What is being asked -
Reproduce the material below verbatim, line for line, from the first line to the last, omitting the pictures.

Exercise materials -

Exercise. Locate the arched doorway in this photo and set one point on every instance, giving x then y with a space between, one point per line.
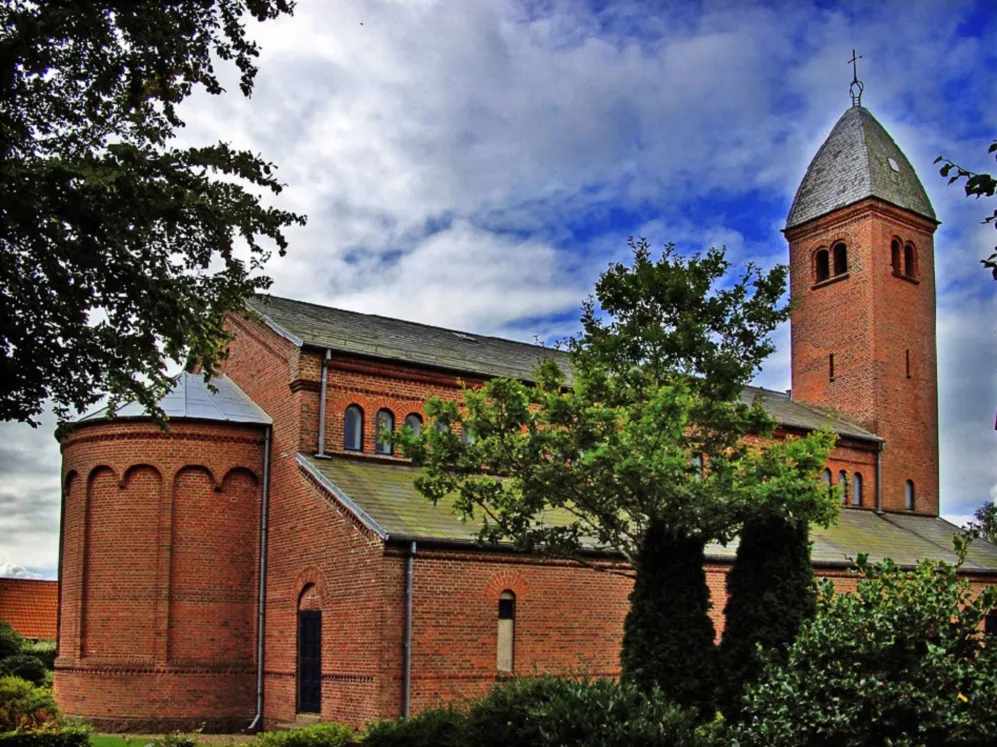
309 651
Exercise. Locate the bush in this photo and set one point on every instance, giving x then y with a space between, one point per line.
11 641
25 666
24 706
68 735
44 651
442 727
899 662
319 735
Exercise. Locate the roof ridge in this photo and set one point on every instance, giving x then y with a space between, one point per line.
421 325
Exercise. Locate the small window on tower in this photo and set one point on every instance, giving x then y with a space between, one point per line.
910 268
840 253
823 269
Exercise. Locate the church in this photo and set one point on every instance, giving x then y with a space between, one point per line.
267 561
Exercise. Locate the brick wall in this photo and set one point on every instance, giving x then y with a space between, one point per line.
871 320
158 594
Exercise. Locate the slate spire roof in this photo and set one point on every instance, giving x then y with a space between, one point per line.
858 160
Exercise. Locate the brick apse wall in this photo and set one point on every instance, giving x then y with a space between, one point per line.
160 548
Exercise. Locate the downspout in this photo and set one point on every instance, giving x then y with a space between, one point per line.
407 682
262 591
321 405
879 479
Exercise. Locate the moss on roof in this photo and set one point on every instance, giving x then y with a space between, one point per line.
386 493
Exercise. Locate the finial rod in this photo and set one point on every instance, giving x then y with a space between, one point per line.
856 88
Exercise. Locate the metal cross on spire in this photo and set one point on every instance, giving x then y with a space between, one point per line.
856 88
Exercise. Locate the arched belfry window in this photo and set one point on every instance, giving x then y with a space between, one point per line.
910 263
353 428
414 421
823 266
385 421
506 631
840 255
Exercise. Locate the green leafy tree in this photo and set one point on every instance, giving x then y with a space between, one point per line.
640 450
902 662
119 250
977 185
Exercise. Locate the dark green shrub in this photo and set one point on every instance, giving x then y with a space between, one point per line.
24 706
319 735
668 636
901 661
68 735
442 727
25 666
10 640
44 651
771 591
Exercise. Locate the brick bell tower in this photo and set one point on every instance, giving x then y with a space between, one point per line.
862 276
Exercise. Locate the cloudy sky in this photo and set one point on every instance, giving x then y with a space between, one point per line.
477 165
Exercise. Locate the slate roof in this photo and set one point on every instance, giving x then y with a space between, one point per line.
31 606
853 164
385 494
467 353
191 399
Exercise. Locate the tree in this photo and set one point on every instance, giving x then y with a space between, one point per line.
902 662
977 185
120 251
640 449
986 521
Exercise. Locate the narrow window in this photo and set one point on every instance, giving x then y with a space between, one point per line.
353 428
823 265
385 423
414 421
506 631
840 253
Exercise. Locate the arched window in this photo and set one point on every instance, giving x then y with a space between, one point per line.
353 428
909 264
506 631
840 253
385 421
414 421
823 268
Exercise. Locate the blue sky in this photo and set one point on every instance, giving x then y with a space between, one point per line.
477 165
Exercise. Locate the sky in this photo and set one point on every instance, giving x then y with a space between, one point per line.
478 165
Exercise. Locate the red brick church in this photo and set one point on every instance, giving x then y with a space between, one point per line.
267 560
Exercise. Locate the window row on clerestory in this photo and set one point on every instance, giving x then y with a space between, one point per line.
384 421
854 496
833 262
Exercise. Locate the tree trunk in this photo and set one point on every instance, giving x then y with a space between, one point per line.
668 636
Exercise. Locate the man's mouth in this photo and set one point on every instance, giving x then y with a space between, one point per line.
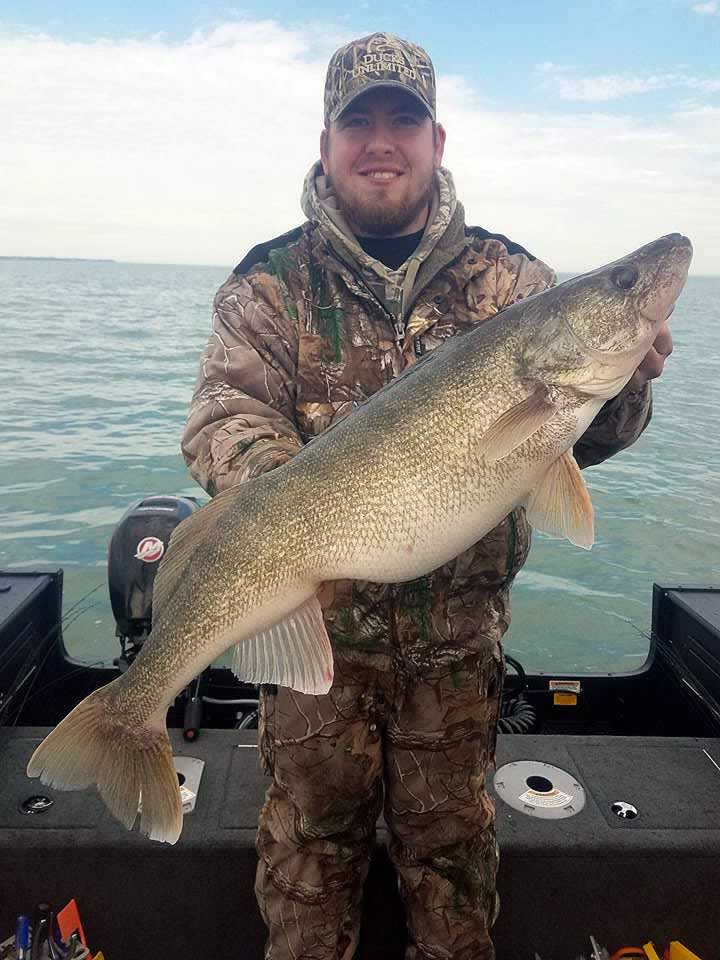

Problem solution -
Exercise. Locate the arched doorway in this photo and set one point on every instance, giving x then y with a space between, one point per line.
309 651
Exercise. Locate the bush in this photo and set one point on every instance, giving x then y with a space between, one point per line.
11 641
25 666
24 706
68 735
44 651
442 727
899 662
319 735
Exercise. Locate the roof ridge in this photo and set one point on every instance, giving x then y with a space between, one point per line.
421 325
Exercise. Locate the small window on tower in this photo and set one point on every instance, giving x then y with a space between, one point per line.
910 268
840 253
823 269
Exercise. Locate the church in this photo and set one point on every instance, giving x then y with a space between, one point per line.
267 561
Exercise. Locate the brick wall in this photo and set one point on every instance, giving x then y with a space between, one point per line.
871 320
158 594
Exercise. Locate the slate spire roof in this photo and set one point on every instance, giving x then y with a space between, one point per line.
858 160
Exercise. Locate the brick apse wall in this photo and set one point on every instance, giving x then y with a space between, one point per line.
160 548
Exercise. Locate the downspout in this photo and set one point on every instance, giving x then y with a space between, one point per line.
407 682
262 591
321 405
879 479
Exercise. Locate the moss on roof in this photo and set one point on every instance, giving x then y with a space between, one point per line.
386 493
Exercise. Locate the finial rod in this photo and set one point on every instance, giving x then y with a space between, one point per line.
856 88
Exercise. Locate the metal cross on spire in this photo and set one point on every instance, giving x then y with a space between, one point per line.
856 88
Exercise. Locate the arched belfry window in this photo and set one point on every instance, giving x then y with a space between, one point per line.
910 263
353 428
414 421
823 266
385 421
506 631
840 255
Exercise. Locate the green leafy tree in this photo and set one point on every instance, giving x then y with a space between, one point per line.
640 450
902 662
119 250
977 185
Exercise. Locate the dark green shrub in this photo and set one point on every instance, giving x then y with a space between, one point per line.
24 706
319 735
668 636
901 661
68 735
442 727
25 666
10 640
44 651
771 591
Exercise. Locate the brick bell tower in this photo and set one point on every instance, giving x then y with a space between, one point per line.
862 276
Exercise. Locate the cloudy sky in this photo and set one point on every instance, giving x then y with a space between, one point per line.
477 165
Exercise. Locate the slate roof in this photo and set one point on every instance, giving x then y with a space between, one point per line.
31 606
853 164
385 494
467 353
191 399
Exercise. Locate the tree in this photo and set one point on every instance, giving x then y with a space between, one point per line.
902 662
977 185
120 251
640 449
986 521
Exercise. Locate the narrow window in this photo and set one point on every instance, giving x then y with a space between, one point per line.
353 428
823 265
385 423
414 421
506 631
840 253
Exercise. Locate the arched window in this photo and set one point on every instance, giving x then y with a space between, one point per line.
353 428
909 264
506 631
840 253
385 421
414 421
823 268
Exercise. Locate the blue sky in this photo and set one point on every instance, giving x then y with a space between, one point per line.
477 165
Exercise. Locate the sky in this photo and set one point on every instance, giving x then y with a space between, one point per line.
478 165
Exercise. Locate the red brick church in this photo and set one point on every instance, giving x then y with a space between, one point per line.
267 560
Exercise. Locate the window row on clerestory in this photo and set one point on every instance, giving x then y with a space between, one point per line.
384 421
854 496
833 262
Exercise. Locate the tree trunk in this photo and set one point on every instance, giving x then y with a space between, one point per line.
668 636
Exercise. Locate the man's mouth in this photo and set one point on every instance, giving x then y with a space between, one point per line.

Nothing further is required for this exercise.